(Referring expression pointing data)
- Opening Delimiter -

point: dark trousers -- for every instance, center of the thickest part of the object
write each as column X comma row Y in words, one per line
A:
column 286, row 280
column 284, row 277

- Closing Delimiter -

> [Task directions] All the data above should be restated in full, exactly.

> [Solution to the problem]
point: dark trousers -- for every instance, center of the thickest part of the object
write each as column X comma row Y in words, one per line
A:
column 286, row 280
column 284, row 277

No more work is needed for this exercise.